- _Page text_:
*****
HEALTH CARE: Arkansas will use federal Medicaid funds to purchase private insurance for thousands of low-income residents under legislation Beebe signed into law Tuesday. The measure is being touted by Beebe and Republicans as an alternative to the Medicaid expansion called for under the federal health care law. The insurance would be purchase through the insurance exchange. The next step for setting up the program is winning approval from the federal government.
LOTTERY: College students entering school this fall who are eligible for the lottery funded scholarships awarded by the state will receive a lower amount than their predecessors. The overhaul of the lottery-funded program creates tiered scholarships that start at $2,000 for freshmen at four-year colleges. The award would then increase by $1,000 each year, maxing out at $5,000 for seniors. Students who are enrolled full-time at two-year colleges would be eligible for a $2,000 scholarship each year. The scholarship program currently pays $4,500 per year for university students and $2,250 for community college students. The changes won't affect students currently receiving lottery scholarships.
SCHOOLS: Arkansas schools will see a 2 percent increase in the per-student funding, from $6,267 to $6,393 next school year. The following year, the per-student amount would increase to $6,521 under the legislation. The increase is estimated to cost the state an additional $58 million a year. Lawmakers also rewrote the state law governing student transfers between districts that had been struck down by a federal judge last year. The new law allows students to change school districts as long as the transfer doesn't violate a court desegregation order. It also limits the number of transfers at 3 percent of a district's average daily membership. The law expires in July 2015.
STEEL MILL: Arkansas will provide $125 million in financing to Big River Steel to construct a $1.1 billion facility in Osceola. In exchange for financing and tax breaks, the company has promised to create at least 525 permanent jobs with an average annual wage of at least $75,000 - double the state's average. The steel mill project will be the first time Arkansas issues bonds to fund a "super-project" under a constitutional amendment voters approved in 2004.
TAX CUTS: Arkansas' taxes on income, capital gains, manufacturers and veterans will drop over the next few years under a package of bills that will eventually cost the state more than $140 million a year. The measures will cost the state $10.7 million in the coming fiscal year. The largest of the cuts is legislation that will phase in a 0.1 percent reduction in each income tax bracket over the next three years. Lawmakers also approved Beebe's proposal to cut the state's sales tax on groceries, but only if the state's bond obligations or desegregation settlement payments to Little Rock-area schools decrease by $35 million over a six-month period.
VOTER ID: Voters will be required to show photo identification at the polls under a new requirement that's set to take effect next year at the earliest. The voter ID restriction was enacted after lawmakers overrode Beebe's veto of the legislation. The law requires the state to provide free photo IDs to voters who don't have one, at an estimated cost of $300,000. It won't take effect until there is funding for the IDs or until January 2014, whichever occurs last. Opponents of the new restriction say they plan to challenge it in federal court.
*****
- _What to do_: According to the summary of Arkansas legislation, how many permanent jobs has Big River Steel promised to create?

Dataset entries
*****
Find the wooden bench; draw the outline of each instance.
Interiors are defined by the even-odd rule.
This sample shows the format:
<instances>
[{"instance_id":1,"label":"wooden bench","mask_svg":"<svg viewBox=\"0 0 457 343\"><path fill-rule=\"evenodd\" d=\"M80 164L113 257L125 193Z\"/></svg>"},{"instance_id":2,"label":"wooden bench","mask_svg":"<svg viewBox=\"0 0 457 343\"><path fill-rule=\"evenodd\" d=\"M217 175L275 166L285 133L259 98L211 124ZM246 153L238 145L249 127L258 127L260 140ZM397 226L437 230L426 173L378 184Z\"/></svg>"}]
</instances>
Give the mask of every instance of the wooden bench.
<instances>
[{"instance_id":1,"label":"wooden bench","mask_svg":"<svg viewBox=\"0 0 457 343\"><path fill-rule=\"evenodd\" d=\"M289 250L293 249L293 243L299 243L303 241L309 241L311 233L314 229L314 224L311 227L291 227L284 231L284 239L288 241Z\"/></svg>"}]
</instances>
*****
- _Exercise solution_: At least 525 permanent jobs.